→ Task instructions:
a. Answer these questions about the NBA playoff preview, one per line and marked the same way:
(i) In which round were the 2018 Raptors swept?
(ii) Where did the Suns rank in defensive efficiency during the regular season?
(iii) Which team does the preview say you can cling to for inspiration only so long?
b. Edit the NBA playoff preview by writing out the passage between "All of those" and "the Western Conference.", inclusive, with "Western Conference" changed to "West".

→ Text block:

******

With a singularly strange NBA regular season in the rearview, we're heading into a wide-open postseason that features no less than eight legitimate championship contenders.
All of those teams face significant questions. On the eve of the playoffs, we're exploring the biggest question facing each of them, starting with the five contenders in the Western Conference.
Can a 'sum of its parts' team win a title?
Every so often, a good team no one expected to be great emerges as a dominant regular-season force. Whether it's the 2020-21 Jazz, the 2017-18 Toronto Raptors, or the 2014-15 Atlanta Hawks, these teams ride multiple All-Stars, tremendous depth, and ruthless, two-way execution to around 60 wins and mind-blowing point differentials. They do it despite the absence of truly transcendent superstars, the presence of whom is widely accepted as the foundation of real championship contention.
As the regular season winds down, we end up asking the same question of these teams; can one relying on the sum of its parts really win an NBA title without such a superstar?
The 59-win, top-seeded 2018 Raptors were swept by LeBron James and the Cleveland Cavaliers in the second round. The 60-win, top-seeded 2015 Hawks were also swept by James in the conference finals. You see the pattern here.
With all due respect to Donovan Mitchell's tremendous abilities and 2020 postseason exploits, and Rudy Gobert's generational defensive impact notwithstanding, the Jazz are a great team that will never have the best player in a series against the league's other contenders.
Whether it's James' defending champion Los Angeles Lakers, Kawhi Leonard's Los Angeles Clippers, Nikola Jokic's Denver Nuggets, Chris Paul's Phoenix Suns, or teams led by Joel Embiid, Giannis Antetokounmpo, or Kevin Durant (plus James Harden and Kyrie Irving) in the East, the Jazz will face an uphill battle. Trying to win in the playoffs without a true superstar is the NBA's equivalent of bringing a knife to a gunfight.
It's not that it can't be done. It's just that you can only cling to the 2004 Detroit Pistons for inspiration for so long.
Overcoming one of those aforementioned, superstar-led contenders is possible, and it's worth acknowledging just how good Utah has been this season. They rank in the top four on both ends of the court, can win in a variety of ways, are well-coached, play basically zero overall liabilities, have won at least nine straight games on three separate occasions, and owned the league's best record almost start to finish.
But it may be asking too much for them to overcome multiple superstar-led contenders in one playoff run. And with the way the West playoff bracket is shaping up - the Lakers potentially finishing seventh or eighth - Utah could need to beat four of those aforementioned teams en route to a title. - Joseph Casciaro
How real is this defense?
Everyone knew an offense built upon the backcourt of Paul and Devin Booker could be elite, but Phoenix's level of contention was always going to be determined by the type of defensive team the Suns could be.
They passed with flying colors during the regular season, ranking seventh in defensive efficiency. The postseason is a different animal, however.
The playoffs have a way of exposing and magnifying a team's weaknesses, as opponents mercilessly feast on whatever advantages can be found. A defensive liability among the most important players can be treacherous. Two can be a fatal flaw.
Phoenix has some game-changers on that end. Paul remains one of the best perimeter defenders, while Mikal Bridges and Jae Crowder give the Suns the type of big wing defenders necessary to match up with the league's star forwards (James, Leonard, Paul George). Torrey Craig was a nice midseason acquisition on the defensive end, and Jevon Carter is a solid option further down the rotation.

******

→ Raw data:
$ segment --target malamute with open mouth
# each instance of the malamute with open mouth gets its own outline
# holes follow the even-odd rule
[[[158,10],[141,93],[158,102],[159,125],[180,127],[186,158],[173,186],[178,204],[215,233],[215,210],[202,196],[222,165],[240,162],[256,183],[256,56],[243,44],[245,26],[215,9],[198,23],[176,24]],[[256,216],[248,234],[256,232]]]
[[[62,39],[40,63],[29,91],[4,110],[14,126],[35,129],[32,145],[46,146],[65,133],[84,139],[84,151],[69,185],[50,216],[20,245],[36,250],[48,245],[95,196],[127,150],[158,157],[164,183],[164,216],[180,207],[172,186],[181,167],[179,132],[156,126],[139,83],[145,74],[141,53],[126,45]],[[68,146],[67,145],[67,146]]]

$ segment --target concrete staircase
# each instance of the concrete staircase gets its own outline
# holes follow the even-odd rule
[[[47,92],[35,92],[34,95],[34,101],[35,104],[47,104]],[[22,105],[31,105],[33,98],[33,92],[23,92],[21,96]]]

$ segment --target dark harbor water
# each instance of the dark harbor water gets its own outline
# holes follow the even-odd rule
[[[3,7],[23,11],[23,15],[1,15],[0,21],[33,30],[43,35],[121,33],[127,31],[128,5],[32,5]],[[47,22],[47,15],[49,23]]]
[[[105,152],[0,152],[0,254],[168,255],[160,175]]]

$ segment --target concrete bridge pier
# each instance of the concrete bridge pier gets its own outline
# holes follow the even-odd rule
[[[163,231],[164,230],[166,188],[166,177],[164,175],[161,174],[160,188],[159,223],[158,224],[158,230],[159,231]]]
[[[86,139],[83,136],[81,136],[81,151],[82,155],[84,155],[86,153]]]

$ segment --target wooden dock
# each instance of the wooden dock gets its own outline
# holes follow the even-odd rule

******

→ Outputs by task:
a.
(i) The second round
(ii) Seventh
(iii) The 2004 Detroit Pistons

b.
All of those teams face significant questions. On the eve of the playoffs, we're exploring the biggest question facing each of them, starting with the five contenders in the West.